Can you retype every line of the records below, character for character?

[Point labeling records]
****

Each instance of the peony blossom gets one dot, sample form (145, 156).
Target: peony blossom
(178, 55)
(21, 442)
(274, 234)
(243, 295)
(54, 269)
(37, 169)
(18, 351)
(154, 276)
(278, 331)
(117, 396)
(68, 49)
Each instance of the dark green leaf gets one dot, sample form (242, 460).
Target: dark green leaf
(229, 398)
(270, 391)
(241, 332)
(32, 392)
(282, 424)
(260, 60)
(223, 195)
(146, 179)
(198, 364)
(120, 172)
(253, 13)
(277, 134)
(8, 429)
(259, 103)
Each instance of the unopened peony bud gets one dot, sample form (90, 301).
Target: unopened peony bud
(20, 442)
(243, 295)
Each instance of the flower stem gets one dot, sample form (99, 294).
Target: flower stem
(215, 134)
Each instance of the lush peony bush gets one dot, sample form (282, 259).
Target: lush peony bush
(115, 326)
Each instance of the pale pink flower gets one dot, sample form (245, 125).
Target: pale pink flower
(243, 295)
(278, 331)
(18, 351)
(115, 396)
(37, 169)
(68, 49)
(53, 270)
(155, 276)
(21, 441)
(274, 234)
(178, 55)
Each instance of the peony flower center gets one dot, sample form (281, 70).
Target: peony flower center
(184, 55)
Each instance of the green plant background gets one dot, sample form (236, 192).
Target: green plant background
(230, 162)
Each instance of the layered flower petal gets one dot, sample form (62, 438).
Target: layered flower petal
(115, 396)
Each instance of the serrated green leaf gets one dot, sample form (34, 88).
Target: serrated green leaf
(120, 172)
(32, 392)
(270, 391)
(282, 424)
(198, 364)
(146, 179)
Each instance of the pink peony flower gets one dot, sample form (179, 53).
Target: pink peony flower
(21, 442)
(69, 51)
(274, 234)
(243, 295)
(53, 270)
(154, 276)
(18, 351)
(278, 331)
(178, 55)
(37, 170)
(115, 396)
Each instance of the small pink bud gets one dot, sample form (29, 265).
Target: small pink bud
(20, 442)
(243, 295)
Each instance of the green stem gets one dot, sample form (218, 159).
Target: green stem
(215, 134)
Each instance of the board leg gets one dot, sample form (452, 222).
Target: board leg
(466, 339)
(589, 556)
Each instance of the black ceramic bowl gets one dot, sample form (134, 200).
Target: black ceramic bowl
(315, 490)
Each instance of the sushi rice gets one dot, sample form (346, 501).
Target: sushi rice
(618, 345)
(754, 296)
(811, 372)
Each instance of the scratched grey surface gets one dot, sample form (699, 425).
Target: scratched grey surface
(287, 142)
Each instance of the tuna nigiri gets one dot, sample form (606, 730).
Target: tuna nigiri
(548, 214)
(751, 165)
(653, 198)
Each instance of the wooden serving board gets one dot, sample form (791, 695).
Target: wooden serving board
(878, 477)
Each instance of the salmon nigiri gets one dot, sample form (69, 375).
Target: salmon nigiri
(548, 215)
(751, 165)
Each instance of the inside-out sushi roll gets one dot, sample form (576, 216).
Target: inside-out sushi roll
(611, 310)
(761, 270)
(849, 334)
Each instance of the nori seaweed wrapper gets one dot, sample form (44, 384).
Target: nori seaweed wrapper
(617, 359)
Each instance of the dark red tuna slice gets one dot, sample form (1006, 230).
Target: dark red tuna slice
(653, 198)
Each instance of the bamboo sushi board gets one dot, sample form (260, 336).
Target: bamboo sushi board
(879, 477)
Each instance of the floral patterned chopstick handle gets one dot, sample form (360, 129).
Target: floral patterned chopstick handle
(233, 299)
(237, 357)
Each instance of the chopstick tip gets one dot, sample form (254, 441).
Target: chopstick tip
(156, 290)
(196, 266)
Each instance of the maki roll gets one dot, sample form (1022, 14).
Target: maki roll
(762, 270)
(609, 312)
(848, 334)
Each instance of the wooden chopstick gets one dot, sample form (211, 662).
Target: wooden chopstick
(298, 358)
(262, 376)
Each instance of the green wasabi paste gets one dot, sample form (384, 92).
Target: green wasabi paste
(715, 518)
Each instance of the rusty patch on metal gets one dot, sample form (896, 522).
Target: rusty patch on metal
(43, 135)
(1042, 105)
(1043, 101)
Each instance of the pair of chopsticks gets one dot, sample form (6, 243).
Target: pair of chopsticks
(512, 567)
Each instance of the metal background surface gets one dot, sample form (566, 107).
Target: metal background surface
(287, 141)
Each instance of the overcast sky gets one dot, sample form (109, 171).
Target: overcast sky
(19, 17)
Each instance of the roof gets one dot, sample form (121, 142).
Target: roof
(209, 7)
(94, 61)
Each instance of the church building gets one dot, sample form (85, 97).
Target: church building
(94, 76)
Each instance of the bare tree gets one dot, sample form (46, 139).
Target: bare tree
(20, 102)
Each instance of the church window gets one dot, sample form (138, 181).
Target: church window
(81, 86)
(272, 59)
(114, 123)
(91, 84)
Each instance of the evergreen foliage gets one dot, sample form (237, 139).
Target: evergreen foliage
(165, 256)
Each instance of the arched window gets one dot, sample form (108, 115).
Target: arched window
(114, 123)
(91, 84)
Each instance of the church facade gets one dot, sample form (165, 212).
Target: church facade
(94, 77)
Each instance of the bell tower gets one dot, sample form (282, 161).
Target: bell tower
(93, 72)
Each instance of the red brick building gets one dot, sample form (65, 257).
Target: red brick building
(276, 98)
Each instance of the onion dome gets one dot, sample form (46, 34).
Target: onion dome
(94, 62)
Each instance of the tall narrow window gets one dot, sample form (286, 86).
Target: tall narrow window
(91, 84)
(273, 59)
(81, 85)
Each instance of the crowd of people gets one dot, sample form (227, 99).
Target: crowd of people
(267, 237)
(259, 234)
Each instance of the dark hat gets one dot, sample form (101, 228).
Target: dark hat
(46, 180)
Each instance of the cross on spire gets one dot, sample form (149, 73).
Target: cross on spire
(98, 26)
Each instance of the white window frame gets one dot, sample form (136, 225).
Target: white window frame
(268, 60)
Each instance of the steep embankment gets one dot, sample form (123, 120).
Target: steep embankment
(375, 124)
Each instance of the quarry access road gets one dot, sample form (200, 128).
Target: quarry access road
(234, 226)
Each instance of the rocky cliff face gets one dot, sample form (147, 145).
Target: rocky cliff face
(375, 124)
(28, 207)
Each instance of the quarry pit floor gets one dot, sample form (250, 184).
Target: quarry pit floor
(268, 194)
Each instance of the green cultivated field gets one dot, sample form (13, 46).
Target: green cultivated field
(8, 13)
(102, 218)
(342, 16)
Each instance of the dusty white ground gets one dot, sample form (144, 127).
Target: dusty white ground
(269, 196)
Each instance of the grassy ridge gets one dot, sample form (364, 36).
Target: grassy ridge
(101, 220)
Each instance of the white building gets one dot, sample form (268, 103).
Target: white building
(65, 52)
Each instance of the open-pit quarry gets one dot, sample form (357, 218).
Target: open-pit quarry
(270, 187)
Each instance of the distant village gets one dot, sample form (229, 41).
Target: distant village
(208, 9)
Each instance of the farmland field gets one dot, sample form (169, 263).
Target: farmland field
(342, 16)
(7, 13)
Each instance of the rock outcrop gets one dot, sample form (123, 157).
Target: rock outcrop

****

▶ [The completed task]
Each instance of the peony blossom gets one dot, sample form (145, 156).
Target: peony blossom
(178, 55)
(21, 442)
(274, 234)
(243, 295)
(54, 269)
(37, 169)
(18, 351)
(154, 276)
(278, 331)
(117, 396)
(68, 49)
Each instance of the dark green leaf gets one dot, sample form (242, 460).
Target: dark green leaf
(229, 398)
(270, 391)
(241, 332)
(32, 392)
(282, 424)
(260, 60)
(223, 195)
(146, 179)
(198, 364)
(120, 172)
(253, 13)
(277, 134)
(8, 429)
(259, 103)
Each instance of the unopened peony bud gets one dot, sample form (90, 301).
Target: unopened peony bud
(20, 442)
(243, 295)
Each instance of the flower stem gets one dot, sample form (99, 294).
Target: flower stem
(215, 134)
Each instance of the lush peony bush gets one dot, sample form (282, 259).
Target: lush peony bush
(115, 326)
Each instance of the pale pink flower gets one dot, sample form (245, 125).
Target: pale pink flower
(243, 295)
(278, 331)
(18, 351)
(115, 396)
(37, 169)
(68, 49)
(53, 270)
(155, 276)
(21, 441)
(274, 234)
(178, 55)
Each instance of the peony flower center gets one dot, sample form (281, 70).
Target: peony flower center
(184, 55)
Each instance of the green plant background gets one dot, sample form (236, 192).
Target: green plant background
(230, 162)
Each instance of the layered flower petal gets one dot, sample form (62, 438).
Target: layered flower petal
(115, 396)
Each instance of the serrated green leaf gets one dot, sample form (34, 88).
Target: serrated green leaf
(120, 172)
(32, 392)
(270, 391)
(282, 424)
(198, 364)
(146, 179)
Each instance of the pink peony flower gets one dot, sample form (179, 53).
Target: pink peony flower
(21, 442)
(69, 51)
(274, 234)
(243, 295)
(53, 270)
(154, 276)
(18, 351)
(278, 331)
(178, 55)
(37, 170)
(115, 396)
Each instance of the small pink bud gets one dot, sample form (29, 265).
Target: small pink bud
(20, 442)
(243, 295)
Each instance of the green stem gets one dot, sample form (218, 159).
Target: green stem
(215, 134)
Each instance of the board leg gets one dot, sample form (452, 222).
Target: board leg
(466, 339)
(589, 556)
Each instance of the black ceramic bowl gets one dot, sample form (134, 200).
Target: black ceramic bowl
(315, 490)
Each instance of the sushi rice gets one dot, sample form (346, 501).
Target: sushi rice
(618, 345)
(754, 296)
(811, 372)
Each instance of the scratched grey surface gets one dot, sample form (699, 425).
Target: scratched grey surface
(287, 142)
Each instance of the tuna nigiri gets one dot, sample form (606, 730).
Target: tuna nigiri
(548, 214)
(751, 165)
(653, 198)
Each instance of the wooden serving board gets one dot, sample form (791, 695).
Target: wooden serving board
(878, 477)
Each instance of the salmon nigiri gets one dot, sample form (69, 375).
Target: salmon nigiri
(548, 215)
(751, 165)
Each instance of the inside-out sushi roll gets one dot, sample form (576, 216).
Target: inside-out sushi roll
(611, 310)
(761, 270)
(849, 334)
Each instance of the nori seaweed wrapper gets one dot, sample form (44, 384).
Target: nori seaweed wrapper
(617, 359)
Each instance of the dark red tuna slice gets one dot, sample form (1006, 230).
Target: dark red tuna slice
(653, 198)
Each instance of the bamboo sushi board gets one dot, sample form (260, 336).
Target: bamboo sushi board
(879, 477)
Each instance of the floral patterned chopstick handle gets one dot, sample form (360, 129).
Target: floral patterned chopstick handle
(233, 299)
(237, 357)
Each instance of the chopstick tip gets one dot, sample form (254, 441).
Target: chopstick tip
(156, 290)
(196, 266)
Each instance of the maki roll gets one dot, sample form (1022, 14).
Target: maki roll
(762, 270)
(609, 312)
(848, 334)
Each instance of the wooden chopstick gets one dot, sample form (211, 662).
Target: wooden chopstick
(298, 358)
(262, 376)
Each instance of the green wasabi paste gets one dot, sample form (384, 92).
Target: green wasabi paste
(715, 518)
Each instance of the rusty patch on metal gets one dot, sample form (896, 522).
Target: rusty patch on metal
(43, 135)
(1042, 105)
(1043, 101)
Each instance of the pair of chopsticks gets one dot, sample form (6, 243).
Target: pair of chopsticks
(512, 567)
Each instance of the metal background surface gets one dot, sample form (566, 107).
Target: metal background surface
(287, 141)
Each instance of the overcast sky gets one dot, sample form (109, 171).
Target: overcast sky
(19, 17)
Each instance of the roof gets one dot, sample form (121, 142).
Target: roof
(209, 7)
(94, 61)
Each instance of the church building gets one dot, sample form (85, 97).
Target: church building
(94, 76)
Each instance of the bare tree gets one dot, sample form (46, 139).
Target: bare tree
(20, 102)
Each instance of the church window gets one dot, sample form (138, 181).
Target: church window
(81, 86)
(272, 59)
(114, 123)
(91, 84)
Each instance of the evergreen foliage gets one dot, sample form (237, 139).
Target: evergreen foliage
(165, 256)
Each instance of the arched window gets one dot, sample form (108, 115).
Target: arched window
(114, 123)
(91, 84)
Each instance of the church facade gets one dot, sample form (165, 212).
Target: church facade
(94, 77)
Each instance of the bell tower gets one dot, sample form (282, 161).
Target: bell tower
(93, 72)
Each instance of the red brick building gets one dot, sample form (65, 257).
Target: red brick building
(276, 98)
Each instance of the onion dome gets one dot, sample form (46, 34).
Target: onion dome
(94, 62)
Each instance of the tall narrow window gets one dot, sample form (286, 86).
Target: tall narrow window
(91, 84)
(273, 59)
(81, 85)
Each instance of the crowd of people gets one dot, sample form (227, 99).
Target: crowd of people
(267, 237)
(259, 234)
Each instance of the dark hat gets one dot, sample form (101, 228).
Target: dark hat
(46, 180)
Each instance of the cross on spire gets one dot, sample form (149, 73).
Target: cross on spire
(98, 26)
Each instance of the white window frame gets one dot, sample form (136, 225).
Target: white window frame
(268, 60)
Each instance of the steep embankment gets one dot, sample form (123, 120).
Target: steep embankment
(375, 124)
Each instance of the quarry access road gets one dot, sample form (200, 128).
Target: quarry access road
(234, 226)
Each instance of the rocky cliff face gets one dot, sample form (147, 145).
Target: rocky cliff face
(375, 124)
(28, 207)
Each instance of the quarry pit floor gets one dot, sample form (250, 184).
Target: quarry pit floor
(268, 194)
Each instance of the green cultivated field gets one dot, sample form (13, 46).
Target: green cultivated field
(8, 13)
(102, 218)
(342, 16)
Each instance of the dusty white ground gets one dot, sample form (144, 127).
Target: dusty white ground
(269, 196)
Each instance of the grassy ridge gets one dot, sample form (364, 36).
Target: grassy ridge
(101, 220)
Each instance of the white building gets one dot, sample form (268, 103).
Target: white building
(65, 52)
Each instance of the open-pit quarry gets one dot, sample form (357, 218).
Target: open-pit quarry
(270, 187)
Each instance of the distant village gets one dot, sample form (229, 41).
Target: distant village
(208, 9)
Each instance of the farmland field gets one dot, sample form (169, 263).
Target: farmland field
(342, 16)
(7, 13)
Each instance of the rock outcrop gets one dot, sample form (123, 157).
Target: rock outcrop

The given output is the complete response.